EXERCISE DETAILS:
Each entry is to be transcribed exactly, with nothing added or dropped.

# # # #

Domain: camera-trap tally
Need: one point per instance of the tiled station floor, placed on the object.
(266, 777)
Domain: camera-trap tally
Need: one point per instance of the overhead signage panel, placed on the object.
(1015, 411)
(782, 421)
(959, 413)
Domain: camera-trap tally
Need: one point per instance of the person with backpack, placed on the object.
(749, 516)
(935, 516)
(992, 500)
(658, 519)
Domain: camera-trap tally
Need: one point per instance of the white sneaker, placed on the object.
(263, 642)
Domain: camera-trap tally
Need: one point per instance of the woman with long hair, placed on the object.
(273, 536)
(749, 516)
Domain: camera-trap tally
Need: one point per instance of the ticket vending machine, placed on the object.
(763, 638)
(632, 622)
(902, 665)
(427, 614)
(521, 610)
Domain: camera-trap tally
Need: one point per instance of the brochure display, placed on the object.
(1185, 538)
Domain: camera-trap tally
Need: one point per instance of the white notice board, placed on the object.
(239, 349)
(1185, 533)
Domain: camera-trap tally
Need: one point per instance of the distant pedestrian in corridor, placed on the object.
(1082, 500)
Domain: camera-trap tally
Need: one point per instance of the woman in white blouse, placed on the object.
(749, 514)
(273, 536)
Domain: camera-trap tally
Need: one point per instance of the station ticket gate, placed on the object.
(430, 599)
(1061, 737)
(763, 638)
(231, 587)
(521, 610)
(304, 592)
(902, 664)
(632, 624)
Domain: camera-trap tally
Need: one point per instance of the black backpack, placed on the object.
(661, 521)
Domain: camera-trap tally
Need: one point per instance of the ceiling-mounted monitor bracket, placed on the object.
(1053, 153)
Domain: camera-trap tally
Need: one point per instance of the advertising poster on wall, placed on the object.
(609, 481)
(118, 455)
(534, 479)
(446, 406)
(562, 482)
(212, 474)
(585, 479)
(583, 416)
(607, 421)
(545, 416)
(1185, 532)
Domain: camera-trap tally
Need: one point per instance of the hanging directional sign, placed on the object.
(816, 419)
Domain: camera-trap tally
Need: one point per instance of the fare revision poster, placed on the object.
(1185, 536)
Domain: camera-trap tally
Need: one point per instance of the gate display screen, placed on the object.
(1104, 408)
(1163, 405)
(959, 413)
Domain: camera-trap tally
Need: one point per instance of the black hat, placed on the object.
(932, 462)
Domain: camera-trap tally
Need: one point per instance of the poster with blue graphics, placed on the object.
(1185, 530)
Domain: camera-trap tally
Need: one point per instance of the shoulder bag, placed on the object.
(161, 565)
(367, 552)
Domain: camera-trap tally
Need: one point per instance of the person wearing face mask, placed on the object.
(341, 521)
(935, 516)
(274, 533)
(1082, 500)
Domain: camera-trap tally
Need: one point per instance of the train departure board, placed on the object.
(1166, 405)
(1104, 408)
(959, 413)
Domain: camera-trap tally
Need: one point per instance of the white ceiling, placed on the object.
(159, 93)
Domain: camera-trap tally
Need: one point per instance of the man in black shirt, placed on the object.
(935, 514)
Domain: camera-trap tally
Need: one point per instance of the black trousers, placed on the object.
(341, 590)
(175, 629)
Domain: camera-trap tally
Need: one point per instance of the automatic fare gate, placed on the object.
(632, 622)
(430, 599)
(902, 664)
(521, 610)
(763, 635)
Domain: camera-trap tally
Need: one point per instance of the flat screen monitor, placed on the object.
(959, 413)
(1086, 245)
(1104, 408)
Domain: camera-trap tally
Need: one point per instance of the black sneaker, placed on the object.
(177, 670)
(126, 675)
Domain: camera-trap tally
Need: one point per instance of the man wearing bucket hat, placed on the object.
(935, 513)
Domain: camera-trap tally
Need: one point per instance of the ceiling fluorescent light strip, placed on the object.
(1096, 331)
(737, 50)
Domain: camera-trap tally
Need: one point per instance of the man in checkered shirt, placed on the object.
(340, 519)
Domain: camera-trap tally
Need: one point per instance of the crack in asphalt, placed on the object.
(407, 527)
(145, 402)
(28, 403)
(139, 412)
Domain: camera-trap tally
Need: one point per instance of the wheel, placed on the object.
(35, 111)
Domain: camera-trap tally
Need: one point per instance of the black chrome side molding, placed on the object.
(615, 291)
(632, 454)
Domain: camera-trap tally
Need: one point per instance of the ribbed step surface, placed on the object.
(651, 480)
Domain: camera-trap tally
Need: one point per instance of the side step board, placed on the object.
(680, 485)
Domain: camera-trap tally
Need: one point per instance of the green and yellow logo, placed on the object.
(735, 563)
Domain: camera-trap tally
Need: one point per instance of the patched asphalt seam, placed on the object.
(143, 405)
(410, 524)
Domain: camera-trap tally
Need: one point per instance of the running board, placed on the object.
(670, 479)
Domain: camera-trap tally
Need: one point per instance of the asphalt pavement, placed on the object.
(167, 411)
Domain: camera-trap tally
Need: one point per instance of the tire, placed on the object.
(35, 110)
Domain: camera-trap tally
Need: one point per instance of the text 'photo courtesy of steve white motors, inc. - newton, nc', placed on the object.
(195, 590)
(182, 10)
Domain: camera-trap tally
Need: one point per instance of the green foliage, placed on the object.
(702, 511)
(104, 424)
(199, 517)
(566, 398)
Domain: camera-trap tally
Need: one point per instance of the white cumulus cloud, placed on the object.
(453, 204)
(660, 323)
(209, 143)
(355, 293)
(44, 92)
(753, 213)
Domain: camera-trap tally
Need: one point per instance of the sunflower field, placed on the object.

# # # #

REPLY:
Domain: camera-trap tally
Need: one point per instance of the tiled station floor, placed on the object.
(266, 777)
Domain: camera-trap tally
Need: one point per instance of the overhead signage panel, placed on the object.
(1015, 411)
(782, 421)
(959, 413)
Domain: camera-trap tally
Need: one point per instance of the person with backpack, placed on the object.
(749, 516)
(935, 516)
(992, 500)
(658, 519)
Domain: camera-trap tally
Need: one point per instance of the white sneaker, placed on the object.
(263, 642)
Domain: camera-trap tally
Need: one point per instance of the woman with long hair, placed on the object.
(273, 536)
(749, 516)
Domain: camera-trap tally
Need: one point per instance of the ticket vending machine, placed on the object.
(763, 638)
(632, 622)
(902, 665)
(427, 614)
(521, 610)
Domain: camera-trap tally
Need: one point per instance of the brochure display, placed on the object.
(1185, 538)
Domain: camera-trap tally
Need: one point per instance of the white notice board, placed on the object.
(239, 349)
(1185, 533)
Domain: camera-trap tally
Need: one point per instance of the distant pedestrian in corridor, placed on the object.
(1082, 500)
Domain: camera-trap tally
Need: one point per instance of the woman in white blouse, placed on the object.
(749, 514)
(273, 536)
Domain: camera-trap tally
Need: one point per instance of the station ticket gate, placed on the object.
(430, 599)
(1061, 737)
(763, 638)
(231, 587)
(521, 610)
(304, 592)
(902, 664)
(632, 624)
Domain: camera-trap tally
Need: one point per instance of the black backpack, placed on the object.
(661, 521)
Domain: camera-trap tally
Need: one point per instance of the ceiling-mounted monitor bracket, placed on the object.
(1053, 153)
Domain: camera-trap tally
Need: one point per instance of the advertising poster on wall, placed on the object.
(609, 481)
(118, 455)
(534, 479)
(446, 406)
(562, 482)
(212, 474)
(585, 479)
(583, 416)
(607, 421)
(545, 416)
(1185, 532)
Domain: camera-trap tally
Need: one point per instance of the hanging directional sign, placed on the object.
(816, 419)
Domain: camera-trap tally
Need: one point per instance of the fare revision poster, placed on the object.
(1185, 536)
Domain: camera-trap tally
Need: one point per instance of the gate display screen, placed on the object.
(1104, 408)
(1163, 405)
(959, 413)
Domain: camera-trap tally
Need: one point per instance of the black hat, placed on the object.
(932, 462)
Domain: camera-trap tally
Need: one point per instance of the poster with blue graphics, placed on the object.
(1185, 530)
Domain: camera-trap tally
Need: one point per instance of the shoulder bag, placed on the object.
(161, 565)
(367, 552)
Domain: camera-trap tally
Need: one point per instance of the person wearing face mask, placed on the object.
(341, 521)
(935, 516)
(274, 533)
(1082, 500)
Domain: camera-trap tally
Need: one point per instance of the train departure board, placed on the object.
(1166, 405)
(1104, 408)
(959, 413)
Domain: camera-trap tally
Need: one point per instance of the white ceiling, placed on the object.
(159, 93)
Domain: camera-trap tally
Need: one point per instance of the man in black shirt, placed on the object.
(935, 514)
Domain: camera-trap tally
Need: one point per instance of the black trousers, placed on the object.
(341, 590)
(175, 629)
Domain: camera-trap tally
Need: one point per instance of the automatic fare gate, placed on the object.
(632, 622)
(430, 599)
(902, 664)
(521, 610)
(763, 635)
Domain: camera-trap tally
Need: one point per instance of the flat screen monitor, placed on the object.
(959, 413)
(1086, 245)
(1104, 408)
Domain: camera-trap tally
Need: one point per instance of the black sneaker, placed on the object.
(177, 670)
(126, 675)
Domain: camera-trap tally
Need: one point per instance of the man wearing bucket hat, placed on the object.
(935, 513)
Domain: camera-trap tally
Need: one point per instance of the ceiling fluorescent light strip, placed on the object.
(1096, 331)
(737, 50)
Domain: camera-trap tally
Need: one point per instance of the man in checkered shirt, placed on the object.
(340, 519)
Domain: camera-trap tally
Need: one point per instance of the crack in asphalt, placed on the object.
(407, 527)
(145, 402)
(28, 403)
(139, 412)
Domain: camera-trap tally
Need: one point per instance of the wheel, placed on the object.
(35, 111)
Domain: camera-trap tally
Need: one point per instance of the black chrome side molding, placed on the object.
(615, 291)
(632, 454)
Domain: camera-trap tally
Need: one point per instance of the ribbed step surface, placed on the object.
(651, 480)
Domain: camera-trap tally
Need: one point per instance of the side step board, placed on the object.
(680, 485)
Domain: camera-trap tally
Need: one point per instance of the green and yellow logo, placed on the object.
(735, 563)
Domain: camera-trap tally
Need: one point per instance of the patched asphalt seam, placed on the object.
(143, 405)
(410, 524)
Domain: camera-trap tally
Need: one point per instance of the running board, placed on the object.
(670, 479)
Domain: camera-trap tally
Need: one point per instance of the asphalt pavement, placed on the object.
(167, 411)
Domain: camera-trap tally
Need: one point per instance of the tire, placed on the object.
(35, 110)
Domain: camera-trap tally
Need: one point per instance of the text 'photo courtesy of steve white motors, inc. - newton, nc', placed on the object.
(195, 590)
(182, 10)
Domain: camera-trap tally
Need: one point per instance of the green foliage, placed on the object.
(702, 511)
(104, 424)
(199, 517)
(566, 398)
Domain: camera-trap tally
Need: one point per instance of the white cumulus cloud, placed on the object.
(453, 204)
(660, 323)
(209, 143)
(355, 293)
(44, 92)
(753, 213)
Domain: camera-trap tally
Need: one point per instance of the sunflower field, placed on the object.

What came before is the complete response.